### Written request
Reproduce every line in the part that opens with the line containing "parked white car?" and closes with the line containing "[152,279,193,347]", both included, and nothing outside it. Leave each line's wording unchanged, but multiply every coordinate in the answers by 1.2 and round to whole numbers, with halves rounded up.

◇ ◇ ◇ ◇ ◇ ◇ ◇

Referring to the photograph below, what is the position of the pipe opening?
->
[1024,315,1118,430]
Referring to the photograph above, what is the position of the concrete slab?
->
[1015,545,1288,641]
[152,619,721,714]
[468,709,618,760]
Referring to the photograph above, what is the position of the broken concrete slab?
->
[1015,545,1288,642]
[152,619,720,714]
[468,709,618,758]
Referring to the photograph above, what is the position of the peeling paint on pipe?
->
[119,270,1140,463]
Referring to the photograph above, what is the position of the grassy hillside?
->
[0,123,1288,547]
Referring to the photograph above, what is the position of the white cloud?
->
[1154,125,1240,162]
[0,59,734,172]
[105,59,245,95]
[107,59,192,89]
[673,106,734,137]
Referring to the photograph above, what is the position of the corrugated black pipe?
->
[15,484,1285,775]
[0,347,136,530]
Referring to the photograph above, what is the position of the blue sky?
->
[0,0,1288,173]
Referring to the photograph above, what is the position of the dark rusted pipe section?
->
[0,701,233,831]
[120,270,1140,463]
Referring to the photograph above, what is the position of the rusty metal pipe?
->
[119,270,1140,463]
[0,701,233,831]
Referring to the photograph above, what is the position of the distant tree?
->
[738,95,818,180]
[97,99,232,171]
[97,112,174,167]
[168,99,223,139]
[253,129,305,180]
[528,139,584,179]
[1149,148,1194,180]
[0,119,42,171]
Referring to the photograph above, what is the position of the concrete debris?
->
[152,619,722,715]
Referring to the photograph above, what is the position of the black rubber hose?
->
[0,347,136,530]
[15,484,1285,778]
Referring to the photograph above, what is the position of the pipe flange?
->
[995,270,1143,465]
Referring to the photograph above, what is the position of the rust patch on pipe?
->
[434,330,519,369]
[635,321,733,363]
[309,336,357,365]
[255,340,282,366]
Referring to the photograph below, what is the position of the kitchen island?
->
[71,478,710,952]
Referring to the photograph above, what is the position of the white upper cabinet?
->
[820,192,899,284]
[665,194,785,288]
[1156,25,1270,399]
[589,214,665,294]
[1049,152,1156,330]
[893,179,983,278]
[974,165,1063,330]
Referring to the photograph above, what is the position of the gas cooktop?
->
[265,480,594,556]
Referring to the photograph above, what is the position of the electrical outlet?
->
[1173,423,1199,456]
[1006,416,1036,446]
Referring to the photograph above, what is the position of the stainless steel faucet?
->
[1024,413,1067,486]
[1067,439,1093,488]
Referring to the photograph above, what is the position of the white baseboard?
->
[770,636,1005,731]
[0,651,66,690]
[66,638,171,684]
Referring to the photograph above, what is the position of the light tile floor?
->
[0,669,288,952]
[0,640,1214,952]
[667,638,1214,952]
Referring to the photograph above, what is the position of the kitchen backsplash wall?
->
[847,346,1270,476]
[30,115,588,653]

◇ ◇ ◇ ◇ ◇ ◇ ◇

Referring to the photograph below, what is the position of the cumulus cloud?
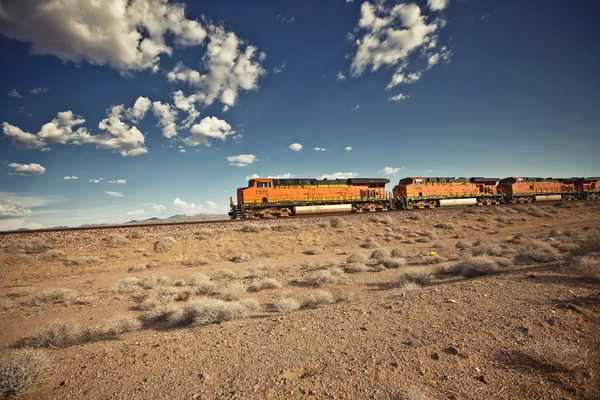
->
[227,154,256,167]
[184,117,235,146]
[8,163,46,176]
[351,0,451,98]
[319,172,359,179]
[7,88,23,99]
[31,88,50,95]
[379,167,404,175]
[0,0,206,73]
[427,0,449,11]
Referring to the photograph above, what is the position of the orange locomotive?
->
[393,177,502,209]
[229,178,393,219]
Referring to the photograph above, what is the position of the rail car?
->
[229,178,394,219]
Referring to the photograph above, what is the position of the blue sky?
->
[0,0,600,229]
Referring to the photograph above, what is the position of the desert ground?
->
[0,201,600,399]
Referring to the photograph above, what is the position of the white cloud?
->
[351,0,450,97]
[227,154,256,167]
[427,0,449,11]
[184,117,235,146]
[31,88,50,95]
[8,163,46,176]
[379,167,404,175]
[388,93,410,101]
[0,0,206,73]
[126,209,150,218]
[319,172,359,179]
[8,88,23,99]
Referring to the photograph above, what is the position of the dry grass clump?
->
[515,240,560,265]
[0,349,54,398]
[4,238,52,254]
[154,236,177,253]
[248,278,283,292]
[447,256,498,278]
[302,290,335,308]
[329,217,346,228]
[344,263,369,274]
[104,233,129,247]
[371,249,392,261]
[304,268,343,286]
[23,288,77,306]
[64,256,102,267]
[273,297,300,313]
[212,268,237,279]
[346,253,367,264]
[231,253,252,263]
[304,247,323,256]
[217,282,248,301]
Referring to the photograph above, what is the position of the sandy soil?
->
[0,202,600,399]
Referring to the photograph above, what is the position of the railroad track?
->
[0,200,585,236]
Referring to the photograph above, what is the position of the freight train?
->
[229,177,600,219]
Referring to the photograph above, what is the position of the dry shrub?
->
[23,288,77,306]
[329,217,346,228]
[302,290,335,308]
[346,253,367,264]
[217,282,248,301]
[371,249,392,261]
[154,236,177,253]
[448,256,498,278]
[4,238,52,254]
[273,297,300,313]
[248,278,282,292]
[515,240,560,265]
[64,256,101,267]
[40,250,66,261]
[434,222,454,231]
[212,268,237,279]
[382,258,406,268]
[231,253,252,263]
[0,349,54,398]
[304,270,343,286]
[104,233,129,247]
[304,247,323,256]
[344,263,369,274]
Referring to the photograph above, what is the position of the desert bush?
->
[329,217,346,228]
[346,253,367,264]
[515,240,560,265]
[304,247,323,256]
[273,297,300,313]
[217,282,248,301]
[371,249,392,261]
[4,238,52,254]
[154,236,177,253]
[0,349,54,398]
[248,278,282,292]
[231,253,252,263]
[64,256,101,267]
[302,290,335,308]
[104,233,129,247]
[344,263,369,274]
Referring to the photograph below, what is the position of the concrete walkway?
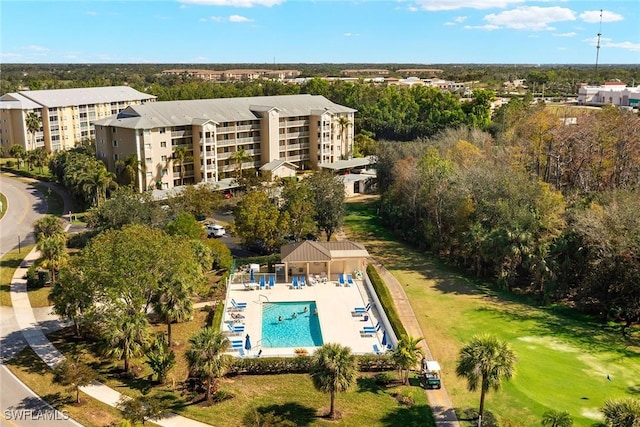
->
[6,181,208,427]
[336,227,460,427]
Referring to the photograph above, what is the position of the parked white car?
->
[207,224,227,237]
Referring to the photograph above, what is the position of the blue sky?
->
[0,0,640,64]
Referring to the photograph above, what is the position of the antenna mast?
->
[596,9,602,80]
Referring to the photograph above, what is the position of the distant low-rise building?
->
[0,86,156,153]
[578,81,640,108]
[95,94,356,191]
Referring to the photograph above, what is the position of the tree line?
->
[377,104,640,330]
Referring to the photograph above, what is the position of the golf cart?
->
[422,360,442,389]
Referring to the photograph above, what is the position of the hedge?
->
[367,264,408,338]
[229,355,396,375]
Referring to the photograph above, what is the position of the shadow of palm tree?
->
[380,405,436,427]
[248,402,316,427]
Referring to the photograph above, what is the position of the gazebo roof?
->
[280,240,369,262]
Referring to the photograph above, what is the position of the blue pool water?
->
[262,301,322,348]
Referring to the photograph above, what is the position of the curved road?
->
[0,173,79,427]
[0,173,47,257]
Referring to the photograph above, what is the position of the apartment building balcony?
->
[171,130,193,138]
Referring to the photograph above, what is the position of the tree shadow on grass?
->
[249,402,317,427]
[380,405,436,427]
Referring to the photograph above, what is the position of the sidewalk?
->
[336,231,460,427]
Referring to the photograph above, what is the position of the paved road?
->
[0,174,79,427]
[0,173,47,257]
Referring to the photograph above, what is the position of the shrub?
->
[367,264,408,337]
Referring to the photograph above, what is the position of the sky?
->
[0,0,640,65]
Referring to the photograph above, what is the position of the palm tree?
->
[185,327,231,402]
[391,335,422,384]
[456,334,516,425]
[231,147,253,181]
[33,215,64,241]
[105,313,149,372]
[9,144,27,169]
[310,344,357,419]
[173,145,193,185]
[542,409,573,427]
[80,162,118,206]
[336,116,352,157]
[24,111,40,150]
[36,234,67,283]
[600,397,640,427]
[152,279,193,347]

◇ ◇ ◇ ◇ ◇ ◇ ◇

### Final result
Referring to the photograph above, what is the position of the parked white car?
->
[248,269,272,284]
Referring to the photograph above, what is the position of the blue sky?
->
[0,0,768,77]
Referring to the photograph above, what is the position of the antenna mast?
->
[715,11,722,96]
Referring to the photograph above, what is the position of the distant low-rise building?
->
[0,103,187,184]
[694,97,768,130]
[114,113,427,229]
Referring to the photograph above, what is the position of the tree line?
->
[452,125,768,396]
Referring to the photograph above, what is the position of the golf cart?
->
[506,432,530,467]
Referring to the photograph above, what is the position of the hedge?
->
[440,317,490,406]
[275,426,475,450]
Referring to the photograph above, what is the position of the shadow of palm tree?
->
[456,486,523,512]
[298,482,379,512]
Referring to the photograph above, what is the position of the gazebo roof?
->
[336,288,443,314]
Referring to the photograph above, what is the position of the blue pool water?
->
[314,361,386,418]
Referring to the photograph above, what is the position of the curved road?
->
[0,208,95,512]
[0,208,56,308]
Referring to the photograph above, what is the position of the apartment building balcony?
->
[205,156,232,166]
Referring to the photograph above, what is the position of the tree shadow on grass?
->
[299,482,380,512]
[456,486,523,512]
Referring to the photograph above, what is the position of the sidewalk?
->
[403,277,552,512]
Referring to the photograph above, what is the position of the paved road?
->
[0,209,95,512]
[0,208,56,308]
Referring to the photograph above, what is the position of the shrub?
->
[440,317,490,404]
Referring to the photograph above, what is the position of the sky?
->
[0,0,768,78]
Referring to the photograph above, what is the position of the palm tree?
->
[222,392,277,482]
[469,402,506,461]
[547,401,619,510]
[277,176,304,217]
[40,258,77,289]
[126,376,179,446]
[11,173,32,203]
[372,413,428,503]
[208,174,232,222]
[650,491,688,512]
[96,194,142,247]
[403,139,422,188]
[29,133,48,180]
[43,281,80,340]
[720,476,768,512]
[182,335,232,416]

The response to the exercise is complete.